> **Given problem**: Identify each line of the material below that contains the word "crowd" and copy those lines.

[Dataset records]
[Begin]

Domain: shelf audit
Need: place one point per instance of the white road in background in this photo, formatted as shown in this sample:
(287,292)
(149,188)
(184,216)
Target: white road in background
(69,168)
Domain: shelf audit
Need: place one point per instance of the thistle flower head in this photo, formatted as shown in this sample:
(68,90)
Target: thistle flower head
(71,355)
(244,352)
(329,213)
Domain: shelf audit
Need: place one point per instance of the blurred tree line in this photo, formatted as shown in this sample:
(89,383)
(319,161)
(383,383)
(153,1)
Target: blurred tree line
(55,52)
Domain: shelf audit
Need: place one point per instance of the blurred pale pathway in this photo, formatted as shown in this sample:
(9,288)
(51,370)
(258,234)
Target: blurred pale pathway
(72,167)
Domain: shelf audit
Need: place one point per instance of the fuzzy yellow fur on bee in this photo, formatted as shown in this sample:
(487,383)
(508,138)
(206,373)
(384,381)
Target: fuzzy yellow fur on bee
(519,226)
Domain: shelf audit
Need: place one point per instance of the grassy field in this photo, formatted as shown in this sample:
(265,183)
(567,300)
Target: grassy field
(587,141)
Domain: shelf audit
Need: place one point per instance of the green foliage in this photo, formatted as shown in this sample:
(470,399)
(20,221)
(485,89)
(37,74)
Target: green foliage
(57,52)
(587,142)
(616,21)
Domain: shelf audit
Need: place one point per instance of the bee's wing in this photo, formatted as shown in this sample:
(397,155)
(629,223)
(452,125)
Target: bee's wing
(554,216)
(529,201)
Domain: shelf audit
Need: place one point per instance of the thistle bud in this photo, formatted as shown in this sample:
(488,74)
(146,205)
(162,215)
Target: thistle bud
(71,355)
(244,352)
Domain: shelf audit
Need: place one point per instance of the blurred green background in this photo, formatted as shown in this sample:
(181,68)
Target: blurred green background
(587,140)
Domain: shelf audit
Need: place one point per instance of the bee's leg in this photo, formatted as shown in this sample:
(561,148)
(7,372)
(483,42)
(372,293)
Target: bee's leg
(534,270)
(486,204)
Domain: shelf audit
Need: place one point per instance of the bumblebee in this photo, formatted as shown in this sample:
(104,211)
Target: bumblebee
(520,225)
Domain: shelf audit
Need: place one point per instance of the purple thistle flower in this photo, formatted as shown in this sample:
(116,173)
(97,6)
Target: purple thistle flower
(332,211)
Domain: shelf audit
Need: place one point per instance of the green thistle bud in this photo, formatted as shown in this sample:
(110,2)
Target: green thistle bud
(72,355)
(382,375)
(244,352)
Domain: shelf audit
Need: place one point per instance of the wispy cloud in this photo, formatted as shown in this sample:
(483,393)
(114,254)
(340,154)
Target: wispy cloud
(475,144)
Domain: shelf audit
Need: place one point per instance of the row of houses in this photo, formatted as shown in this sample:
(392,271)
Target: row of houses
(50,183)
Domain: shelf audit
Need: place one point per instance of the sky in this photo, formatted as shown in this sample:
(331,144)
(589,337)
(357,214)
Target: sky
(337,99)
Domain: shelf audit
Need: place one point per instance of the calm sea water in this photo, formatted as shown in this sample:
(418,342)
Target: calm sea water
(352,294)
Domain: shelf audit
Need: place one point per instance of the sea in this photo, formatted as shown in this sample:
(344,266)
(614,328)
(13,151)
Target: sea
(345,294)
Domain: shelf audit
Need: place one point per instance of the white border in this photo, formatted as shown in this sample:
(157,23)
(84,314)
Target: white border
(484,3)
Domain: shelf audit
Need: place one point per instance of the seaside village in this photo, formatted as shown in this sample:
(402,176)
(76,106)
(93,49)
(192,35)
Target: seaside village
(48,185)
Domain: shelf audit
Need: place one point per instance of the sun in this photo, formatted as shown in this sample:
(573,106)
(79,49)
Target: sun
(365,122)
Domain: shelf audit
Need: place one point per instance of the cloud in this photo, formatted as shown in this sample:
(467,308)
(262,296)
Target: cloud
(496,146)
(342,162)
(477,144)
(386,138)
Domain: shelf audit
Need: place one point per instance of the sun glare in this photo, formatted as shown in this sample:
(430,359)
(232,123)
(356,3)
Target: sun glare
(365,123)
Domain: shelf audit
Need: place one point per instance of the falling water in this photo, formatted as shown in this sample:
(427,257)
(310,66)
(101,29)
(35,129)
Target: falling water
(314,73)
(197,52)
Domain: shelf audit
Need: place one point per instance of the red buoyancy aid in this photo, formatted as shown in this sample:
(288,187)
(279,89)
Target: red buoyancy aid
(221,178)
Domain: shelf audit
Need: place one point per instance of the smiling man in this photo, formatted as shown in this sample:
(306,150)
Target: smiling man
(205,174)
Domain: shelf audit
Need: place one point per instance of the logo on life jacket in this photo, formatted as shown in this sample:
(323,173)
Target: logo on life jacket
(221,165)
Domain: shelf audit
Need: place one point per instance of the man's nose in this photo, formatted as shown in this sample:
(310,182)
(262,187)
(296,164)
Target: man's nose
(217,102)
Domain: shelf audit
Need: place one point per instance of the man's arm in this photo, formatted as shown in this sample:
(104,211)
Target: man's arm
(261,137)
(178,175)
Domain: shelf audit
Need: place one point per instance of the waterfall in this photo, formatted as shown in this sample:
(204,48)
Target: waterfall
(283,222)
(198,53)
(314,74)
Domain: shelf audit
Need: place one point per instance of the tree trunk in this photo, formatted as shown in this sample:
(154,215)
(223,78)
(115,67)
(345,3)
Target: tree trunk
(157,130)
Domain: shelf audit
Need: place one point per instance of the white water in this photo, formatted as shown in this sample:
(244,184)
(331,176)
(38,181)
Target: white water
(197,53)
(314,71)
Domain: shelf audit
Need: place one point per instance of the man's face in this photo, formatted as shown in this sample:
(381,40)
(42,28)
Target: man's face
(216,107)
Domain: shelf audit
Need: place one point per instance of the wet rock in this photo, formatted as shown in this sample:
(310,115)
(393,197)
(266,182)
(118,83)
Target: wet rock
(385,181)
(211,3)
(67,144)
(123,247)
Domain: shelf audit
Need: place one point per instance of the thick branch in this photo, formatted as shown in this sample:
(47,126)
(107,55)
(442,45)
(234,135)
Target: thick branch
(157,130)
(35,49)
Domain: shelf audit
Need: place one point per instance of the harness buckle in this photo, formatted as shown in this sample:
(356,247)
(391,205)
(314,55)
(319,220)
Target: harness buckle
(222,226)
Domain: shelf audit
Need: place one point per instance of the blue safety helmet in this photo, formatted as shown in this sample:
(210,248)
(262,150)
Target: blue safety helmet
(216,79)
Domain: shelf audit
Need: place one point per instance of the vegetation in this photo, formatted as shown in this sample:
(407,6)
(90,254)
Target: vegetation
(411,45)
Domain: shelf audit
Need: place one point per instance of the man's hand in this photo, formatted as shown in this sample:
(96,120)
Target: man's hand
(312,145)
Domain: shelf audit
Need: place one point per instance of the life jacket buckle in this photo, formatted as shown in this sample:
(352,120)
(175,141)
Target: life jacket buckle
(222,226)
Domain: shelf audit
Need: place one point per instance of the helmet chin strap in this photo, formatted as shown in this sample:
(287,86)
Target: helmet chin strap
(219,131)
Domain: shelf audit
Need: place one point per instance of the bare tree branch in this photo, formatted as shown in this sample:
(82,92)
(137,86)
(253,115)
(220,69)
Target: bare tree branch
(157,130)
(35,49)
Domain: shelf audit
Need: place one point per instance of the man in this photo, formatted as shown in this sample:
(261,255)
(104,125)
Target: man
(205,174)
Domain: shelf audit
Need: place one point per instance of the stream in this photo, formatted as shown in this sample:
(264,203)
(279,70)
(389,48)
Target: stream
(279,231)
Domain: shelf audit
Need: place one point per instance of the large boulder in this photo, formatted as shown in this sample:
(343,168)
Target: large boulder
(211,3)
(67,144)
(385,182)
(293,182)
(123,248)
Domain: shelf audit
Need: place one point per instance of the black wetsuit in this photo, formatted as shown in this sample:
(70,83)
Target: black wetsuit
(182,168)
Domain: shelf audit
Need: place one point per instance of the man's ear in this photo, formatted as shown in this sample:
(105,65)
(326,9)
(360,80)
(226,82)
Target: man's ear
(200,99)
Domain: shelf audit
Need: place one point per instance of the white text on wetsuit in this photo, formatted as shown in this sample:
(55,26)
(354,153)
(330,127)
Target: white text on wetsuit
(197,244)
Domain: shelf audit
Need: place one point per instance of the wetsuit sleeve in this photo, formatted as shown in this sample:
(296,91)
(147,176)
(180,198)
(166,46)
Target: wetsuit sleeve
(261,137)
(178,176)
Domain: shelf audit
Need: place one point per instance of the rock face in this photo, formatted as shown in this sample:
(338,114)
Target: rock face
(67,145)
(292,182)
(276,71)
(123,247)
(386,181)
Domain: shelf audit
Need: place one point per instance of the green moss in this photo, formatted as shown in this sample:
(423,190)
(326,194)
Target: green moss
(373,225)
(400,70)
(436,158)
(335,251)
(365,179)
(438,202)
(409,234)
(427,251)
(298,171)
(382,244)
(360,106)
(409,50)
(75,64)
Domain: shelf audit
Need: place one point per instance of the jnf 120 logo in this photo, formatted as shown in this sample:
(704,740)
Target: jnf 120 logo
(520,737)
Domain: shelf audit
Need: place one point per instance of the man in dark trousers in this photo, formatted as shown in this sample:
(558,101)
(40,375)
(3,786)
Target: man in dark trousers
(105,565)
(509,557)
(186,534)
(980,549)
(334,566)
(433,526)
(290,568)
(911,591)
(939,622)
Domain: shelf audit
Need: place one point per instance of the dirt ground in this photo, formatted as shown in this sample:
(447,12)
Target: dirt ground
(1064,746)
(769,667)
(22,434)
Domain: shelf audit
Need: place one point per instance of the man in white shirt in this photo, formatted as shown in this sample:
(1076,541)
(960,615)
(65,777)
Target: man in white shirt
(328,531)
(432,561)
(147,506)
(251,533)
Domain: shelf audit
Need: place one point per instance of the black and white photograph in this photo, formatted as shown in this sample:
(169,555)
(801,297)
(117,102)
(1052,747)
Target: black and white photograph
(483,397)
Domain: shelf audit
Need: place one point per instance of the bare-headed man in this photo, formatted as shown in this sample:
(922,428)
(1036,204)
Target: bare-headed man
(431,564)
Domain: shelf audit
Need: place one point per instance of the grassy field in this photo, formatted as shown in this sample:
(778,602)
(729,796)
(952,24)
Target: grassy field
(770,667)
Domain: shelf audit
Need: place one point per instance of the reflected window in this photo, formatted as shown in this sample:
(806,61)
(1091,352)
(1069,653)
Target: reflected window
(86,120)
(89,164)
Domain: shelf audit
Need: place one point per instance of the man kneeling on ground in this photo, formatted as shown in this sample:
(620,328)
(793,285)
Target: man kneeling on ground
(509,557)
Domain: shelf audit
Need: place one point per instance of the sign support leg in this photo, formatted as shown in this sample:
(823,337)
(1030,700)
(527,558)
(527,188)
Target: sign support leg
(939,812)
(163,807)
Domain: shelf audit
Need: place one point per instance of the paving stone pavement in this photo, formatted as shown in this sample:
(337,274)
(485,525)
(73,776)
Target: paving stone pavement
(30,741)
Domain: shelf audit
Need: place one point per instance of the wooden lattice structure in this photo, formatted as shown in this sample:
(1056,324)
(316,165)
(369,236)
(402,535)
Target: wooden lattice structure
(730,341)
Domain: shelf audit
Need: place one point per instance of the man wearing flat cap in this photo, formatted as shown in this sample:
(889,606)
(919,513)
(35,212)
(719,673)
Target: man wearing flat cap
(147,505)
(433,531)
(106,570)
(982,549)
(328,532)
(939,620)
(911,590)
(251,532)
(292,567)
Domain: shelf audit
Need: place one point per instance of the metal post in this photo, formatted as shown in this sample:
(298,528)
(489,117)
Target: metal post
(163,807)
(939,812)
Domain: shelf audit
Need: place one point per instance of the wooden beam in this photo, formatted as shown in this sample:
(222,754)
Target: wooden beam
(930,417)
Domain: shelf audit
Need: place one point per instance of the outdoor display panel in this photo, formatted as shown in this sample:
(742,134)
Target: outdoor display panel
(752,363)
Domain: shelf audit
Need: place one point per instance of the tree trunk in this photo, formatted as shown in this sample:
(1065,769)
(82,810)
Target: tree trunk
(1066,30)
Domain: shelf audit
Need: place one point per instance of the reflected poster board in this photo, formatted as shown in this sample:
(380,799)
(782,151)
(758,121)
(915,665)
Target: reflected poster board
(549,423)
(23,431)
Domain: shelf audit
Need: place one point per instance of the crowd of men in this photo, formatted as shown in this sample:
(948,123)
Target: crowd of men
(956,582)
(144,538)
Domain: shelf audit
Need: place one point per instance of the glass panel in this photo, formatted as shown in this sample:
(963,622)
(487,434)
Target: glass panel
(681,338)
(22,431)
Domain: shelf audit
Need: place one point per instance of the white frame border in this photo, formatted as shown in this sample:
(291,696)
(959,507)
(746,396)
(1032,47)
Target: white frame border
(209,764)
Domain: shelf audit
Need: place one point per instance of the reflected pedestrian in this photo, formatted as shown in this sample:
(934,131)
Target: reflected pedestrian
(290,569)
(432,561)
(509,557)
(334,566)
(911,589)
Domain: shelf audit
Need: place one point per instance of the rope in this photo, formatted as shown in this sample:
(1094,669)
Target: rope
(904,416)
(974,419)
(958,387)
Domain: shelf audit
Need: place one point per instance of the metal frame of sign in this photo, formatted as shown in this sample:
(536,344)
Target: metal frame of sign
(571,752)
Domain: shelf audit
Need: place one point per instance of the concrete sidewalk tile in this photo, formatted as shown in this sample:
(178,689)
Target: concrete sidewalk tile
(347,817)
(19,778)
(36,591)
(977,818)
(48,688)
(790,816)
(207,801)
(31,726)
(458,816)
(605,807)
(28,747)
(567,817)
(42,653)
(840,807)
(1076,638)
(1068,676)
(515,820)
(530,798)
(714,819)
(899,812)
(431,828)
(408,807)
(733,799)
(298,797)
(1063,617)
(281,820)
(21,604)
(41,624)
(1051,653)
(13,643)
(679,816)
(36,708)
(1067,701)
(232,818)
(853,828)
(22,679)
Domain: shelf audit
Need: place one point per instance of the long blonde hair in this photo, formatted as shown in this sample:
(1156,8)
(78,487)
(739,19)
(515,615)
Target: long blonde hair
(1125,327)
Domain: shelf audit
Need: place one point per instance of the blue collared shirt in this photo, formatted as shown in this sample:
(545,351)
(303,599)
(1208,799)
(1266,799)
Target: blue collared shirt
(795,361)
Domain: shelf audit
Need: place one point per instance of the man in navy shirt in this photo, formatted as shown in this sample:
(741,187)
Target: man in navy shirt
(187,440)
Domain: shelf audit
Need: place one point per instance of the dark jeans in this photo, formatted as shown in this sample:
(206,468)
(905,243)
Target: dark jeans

[End]

> **Output for this exercise**:
Need: place one point per instance of the crowd of men in this photo, formatted as shown in this sample:
Target: crowd of men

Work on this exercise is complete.